:: Your objective ::
Rewrite every line of the items below as a JSON list of strings, one string per line, omitting blank lines.

:: Object point labels ::
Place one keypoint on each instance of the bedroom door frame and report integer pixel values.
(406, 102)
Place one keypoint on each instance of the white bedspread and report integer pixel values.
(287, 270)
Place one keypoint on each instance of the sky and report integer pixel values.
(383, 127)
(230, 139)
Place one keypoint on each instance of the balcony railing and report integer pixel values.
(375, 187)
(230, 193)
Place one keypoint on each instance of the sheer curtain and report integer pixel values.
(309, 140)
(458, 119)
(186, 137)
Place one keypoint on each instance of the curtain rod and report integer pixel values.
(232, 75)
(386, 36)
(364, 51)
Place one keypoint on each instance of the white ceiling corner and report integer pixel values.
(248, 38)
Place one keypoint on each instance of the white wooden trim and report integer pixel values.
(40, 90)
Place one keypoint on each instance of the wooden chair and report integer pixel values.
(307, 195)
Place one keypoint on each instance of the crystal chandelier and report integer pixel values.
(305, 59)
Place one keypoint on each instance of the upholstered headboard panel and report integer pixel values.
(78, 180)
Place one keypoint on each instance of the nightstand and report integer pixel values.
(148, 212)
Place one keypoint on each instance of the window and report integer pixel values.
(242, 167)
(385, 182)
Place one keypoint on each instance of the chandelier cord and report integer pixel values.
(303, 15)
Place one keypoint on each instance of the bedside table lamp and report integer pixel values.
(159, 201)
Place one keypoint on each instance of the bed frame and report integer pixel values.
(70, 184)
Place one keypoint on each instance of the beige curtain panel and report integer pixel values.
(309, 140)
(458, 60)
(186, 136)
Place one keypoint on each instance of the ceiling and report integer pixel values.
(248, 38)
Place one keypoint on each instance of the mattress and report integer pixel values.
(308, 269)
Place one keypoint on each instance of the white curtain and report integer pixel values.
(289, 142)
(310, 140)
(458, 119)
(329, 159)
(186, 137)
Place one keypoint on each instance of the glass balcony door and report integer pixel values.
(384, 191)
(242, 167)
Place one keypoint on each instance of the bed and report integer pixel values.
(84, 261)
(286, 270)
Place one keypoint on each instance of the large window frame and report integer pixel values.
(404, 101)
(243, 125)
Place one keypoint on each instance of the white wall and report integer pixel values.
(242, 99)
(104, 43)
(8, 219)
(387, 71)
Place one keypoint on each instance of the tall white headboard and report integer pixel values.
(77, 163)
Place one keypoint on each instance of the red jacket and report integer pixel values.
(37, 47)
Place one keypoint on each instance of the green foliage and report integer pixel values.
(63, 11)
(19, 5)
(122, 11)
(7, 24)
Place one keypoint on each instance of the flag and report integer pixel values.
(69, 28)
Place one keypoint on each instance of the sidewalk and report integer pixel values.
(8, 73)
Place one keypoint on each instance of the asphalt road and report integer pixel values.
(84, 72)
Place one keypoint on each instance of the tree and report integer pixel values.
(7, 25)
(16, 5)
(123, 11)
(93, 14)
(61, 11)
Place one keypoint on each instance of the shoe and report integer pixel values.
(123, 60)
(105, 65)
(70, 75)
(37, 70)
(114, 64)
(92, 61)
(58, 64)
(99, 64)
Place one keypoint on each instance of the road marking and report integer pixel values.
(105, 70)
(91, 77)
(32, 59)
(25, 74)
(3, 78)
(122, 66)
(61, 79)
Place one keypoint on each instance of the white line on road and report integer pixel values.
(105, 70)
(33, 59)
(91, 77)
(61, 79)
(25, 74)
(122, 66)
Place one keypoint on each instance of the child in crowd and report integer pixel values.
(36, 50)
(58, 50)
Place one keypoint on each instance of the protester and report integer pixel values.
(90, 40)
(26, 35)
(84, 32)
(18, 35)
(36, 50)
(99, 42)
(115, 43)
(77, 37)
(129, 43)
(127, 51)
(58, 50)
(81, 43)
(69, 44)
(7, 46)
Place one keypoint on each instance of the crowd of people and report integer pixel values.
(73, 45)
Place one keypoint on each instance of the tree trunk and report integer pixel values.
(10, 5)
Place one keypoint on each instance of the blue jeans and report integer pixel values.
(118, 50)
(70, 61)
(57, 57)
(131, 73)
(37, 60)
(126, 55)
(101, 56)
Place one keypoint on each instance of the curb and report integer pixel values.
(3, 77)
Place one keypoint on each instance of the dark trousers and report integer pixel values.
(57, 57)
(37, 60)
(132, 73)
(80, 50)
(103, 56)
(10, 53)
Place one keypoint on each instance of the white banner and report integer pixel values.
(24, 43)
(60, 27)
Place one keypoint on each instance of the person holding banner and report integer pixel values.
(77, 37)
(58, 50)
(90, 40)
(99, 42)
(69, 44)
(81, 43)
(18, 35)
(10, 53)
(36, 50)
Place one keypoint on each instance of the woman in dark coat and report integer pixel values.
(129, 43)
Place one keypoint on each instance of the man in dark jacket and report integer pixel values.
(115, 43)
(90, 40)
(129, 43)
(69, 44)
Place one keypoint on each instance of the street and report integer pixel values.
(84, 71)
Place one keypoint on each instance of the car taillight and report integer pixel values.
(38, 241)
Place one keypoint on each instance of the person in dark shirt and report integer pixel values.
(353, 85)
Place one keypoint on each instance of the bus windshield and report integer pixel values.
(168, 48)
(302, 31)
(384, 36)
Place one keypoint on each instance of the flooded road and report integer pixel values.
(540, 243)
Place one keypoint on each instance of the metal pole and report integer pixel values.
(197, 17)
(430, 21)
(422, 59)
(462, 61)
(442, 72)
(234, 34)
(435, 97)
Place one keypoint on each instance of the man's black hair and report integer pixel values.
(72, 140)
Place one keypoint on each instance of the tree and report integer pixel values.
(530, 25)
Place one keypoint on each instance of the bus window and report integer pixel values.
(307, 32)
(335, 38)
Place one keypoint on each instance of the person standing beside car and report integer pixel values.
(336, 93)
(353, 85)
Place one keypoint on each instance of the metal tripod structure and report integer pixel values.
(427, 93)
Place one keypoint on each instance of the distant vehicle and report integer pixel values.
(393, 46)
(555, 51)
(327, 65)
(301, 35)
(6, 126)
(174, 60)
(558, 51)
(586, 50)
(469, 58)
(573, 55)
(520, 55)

:: Solution for this exercise ::
[
  "Place one keypoint on each instance of the bedroom door frame and report integer pixel values.",
  "(406, 102)",
  "Place one keypoint on each instance of the white bedspread and report integer pixel values.",
  "(287, 270)",
  "Place one keypoint on each instance of the sky and report integer pixel values.",
  "(383, 127)",
  "(230, 139)",
  "Place one keypoint on each instance of the balcony railing and report integer pixel values.",
  "(375, 187)",
  "(230, 193)",
  "Place one keypoint on each instance of the sheer curtain and report integer pixel values.",
  "(309, 140)",
  "(458, 119)",
  "(186, 137)",
  "Place one keypoint on each instance of the curtain rod and report integer pixel values.",
  "(232, 75)",
  "(386, 36)",
  "(364, 51)",
  "Place one keypoint on each instance of the white ceiling corner and report integer pixel values.",
  "(248, 38)",
  "Place one keypoint on each instance of the white wooden trim and report integer pixel values.",
  "(40, 90)",
  "Place one keypoint on each instance of the wooden chair and report integer pixel values.",
  "(307, 195)",
  "Place one keypoint on each instance of the crystal chandelier and report integer pixel values.",
  "(305, 59)",
  "Place one keypoint on each instance of the upholstered headboard panel and report integer pixel values.",
  "(78, 180)",
  "Place one keypoint on each instance of the nightstand and report integer pixel values.",
  "(148, 212)",
  "Place one keypoint on each instance of the window and report integer pixel values.",
  "(242, 167)",
  "(385, 182)",
  "Place one keypoint on each instance of the chandelier cord and report integer pixel values.",
  "(303, 15)",
  "Place one keypoint on each instance of the bedside table lamp and report integer pixel values.",
  "(159, 201)",
  "Place one keypoint on each instance of the bed frame and report integer pixel values.",
  "(70, 184)",
  "Place one keypoint on each instance of the beige curtain panel and report integer pixel values.",
  "(309, 140)",
  "(458, 60)",
  "(186, 136)",
  "Place one keypoint on each instance of the ceiling and report integer pixel values.",
  "(248, 38)",
  "Place one keypoint on each instance of the mattress and report integer pixel values.",
  "(308, 269)",
  "Place one keypoint on each instance of the white curtain and report integer pixel values.",
  "(289, 142)",
  "(310, 140)",
  "(458, 119)",
  "(329, 159)",
  "(186, 137)",
  "Place one keypoint on each instance of the glass balcony door and report integer pixel values.",
  "(384, 191)",
  "(242, 167)",
  "Place one keypoint on each instance of the bed and report integer pixel values.",
  "(84, 261)",
  "(286, 270)",
  "Place one keypoint on each instance of the large window frame and report integer pixel values.",
  "(404, 101)",
  "(243, 125)",
  "Place one keypoint on each instance of the white wall and report integer pixel values.",
  "(242, 99)",
  "(104, 43)",
  "(8, 219)",
  "(387, 71)",
  "Place one keypoint on each instance of the tall white headboard and report integer pixel values.",
  "(77, 163)",
  "Place one keypoint on each instance of the red jacket and report integer pixel values.",
  "(37, 47)",
  "Place one keypoint on each instance of the green foliage and report integer pixel values.",
  "(63, 11)",
  "(19, 5)",
  "(122, 11)",
  "(7, 24)",
  "Place one keypoint on each instance of the flag and report integer pixel values.",
  "(69, 28)",
  "Place one keypoint on each instance of the sidewalk and report integer pixel values.",
  "(8, 73)",
  "Place one keypoint on each instance of the asphalt road and report integer pixel values.",
  "(84, 72)",
  "Place one keypoint on each instance of the tree and report integer pixel values.",
  "(7, 25)",
  "(16, 5)",
  "(123, 11)",
  "(93, 14)",
  "(61, 11)",
  "Place one keypoint on each instance of the shoe and report integer pixel values.",
  "(123, 60)",
  "(105, 65)",
  "(70, 75)",
  "(37, 70)",
  "(114, 64)",
  "(92, 61)",
  "(58, 64)",
  "(99, 64)",
  "Place one keypoint on each instance of the road marking and report integer pixel values.",
  "(105, 70)",
  "(91, 77)",
  "(32, 59)",
  "(25, 74)",
  "(3, 78)",
  "(122, 66)",
  "(61, 79)",
  "Place one keypoint on each instance of the white line on road and report integer pixel values.",
  "(105, 70)",
  "(33, 59)",
  "(91, 77)",
  "(61, 79)",
  "(25, 74)",
  "(122, 66)",
  "Place one keypoint on each instance of the child in crowd and report integer pixel values.",
  "(36, 50)",
  "(58, 50)",
  "Place one keypoint on each instance of the protester and report integer pixel values.",
  "(90, 40)",
  "(26, 35)",
  "(84, 32)",
  "(18, 35)",
  "(36, 50)",
  "(99, 42)",
  "(115, 43)",
  "(77, 37)",
  "(129, 43)",
  "(127, 51)",
  "(58, 50)",
  "(81, 43)",
  "(69, 44)",
  "(7, 46)",
  "Place one keypoint on each instance of the crowd of people and report integer pixel values.",
  "(73, 45)",
  "Place one keypoint on each instance of the tree trunk and report integer pixel values.",
  "(10, 5)",
  "Place one keypoint on each instance of the blue jeans and report integer pixel values.",
  "(118, 50)",
  "(70, 61)",
  "(57, 57)",
  "(131, 73)",
  "(37, 60)",
  "(126, 55)",
  "(101, 56)",
  "Place one keypoint on each instance of the curb and report integer pixel values.",
  "(3, 77)",
  "Place one keypoint on each instance of the dark trousers and report integer pixel values.",
  "(57, 57)",
  "(37, 60)",
  "(132, 73)",
  "(80, 50)",
  "(103, 56)",
  "(10, 53)",
  "Place one keypoint on each instance of the white banner and report integer pixel values.",
  "(24, 43)",
  "(60, 27)",
  "Place one keypoint on each instance of the person holding banner and report integer pixel values.",
  "(77, 37)",
  "(58, 50)",
  "(90, 40)",
  "(99, 42)",
  "(69, 44)",
  "(81, 43)",
  "(18, 35)",
  "(10, 53)",
  "(36, 50)",
  "Place one keypoint on each instance of the woman in dark coat and report integer pixel values.",
  "(129, 43)",
  "Place one keypoint on each instance of the man in dark jacket and report integer pixel values.",
  "(115, 43)",
  "(90, 40)",
  "(129, 43)",
  "(69, 44)",
  "Place one keypoint on each instance of the street and report integer pixel values.",
  "(84, 71)",
  "Place one keypoint on each instance of the car taillight and report integer pixel values.",
  "(38, 241)",
  "Place one keypoint on each instance of the person in dark shirt and report integer pixel values.",
  "(353, 85)",
  "Place one keypoint on each instance of the bus windshield and report integer pixel values.",
  "(168, 48)",
  "(302, 31)",
  "(384, 36)",
  "Place one keypoint on each instance of the flooded road and report integer pixel values.",
  "(540, 243)",
  "Place one keypoint on each instance of the metal pole and report integer pixel values.",
  "(197, 17)",
  "(430, 21)",
  "(422, 59)",
  "(462, 61)",
  "(442, 72)",
  "(234, 34)",
  "(435, 97)",
  "Place one keypoint on each instance of the man's black hair and report integer pixel values.",
  "(72, 140)",
  "Place one keypoint on each instance of the tree and report integer pixel values.",
  "(530, 25)",
  "Place one keypoint on each instance of the bus window and report integer pixel values.",
  "(307, 32)",
  "(335, 38)",
  "Place one keypoint on each instance of the person standing beside car and report integer pixel values.",
  "(336, 93)",
  "(353, 85)",
  "Place one keypoint on each instance of the metal tripod structure and report integer pixel values.",
  "(427, 93)",
  "Place one keypoint on each instance of the distant vehicle and report integer pixel values.",
  "(393, 46)",
  "(555, 51)",
  "(327, 65)",
  "(301, 35)",
  "(6, 126)",
  "(174, 60)",
  "(558, 51)",
  "(586, 50)",
  "(469, 58)",
  "(573, 55)",
  "(520, 55)"
]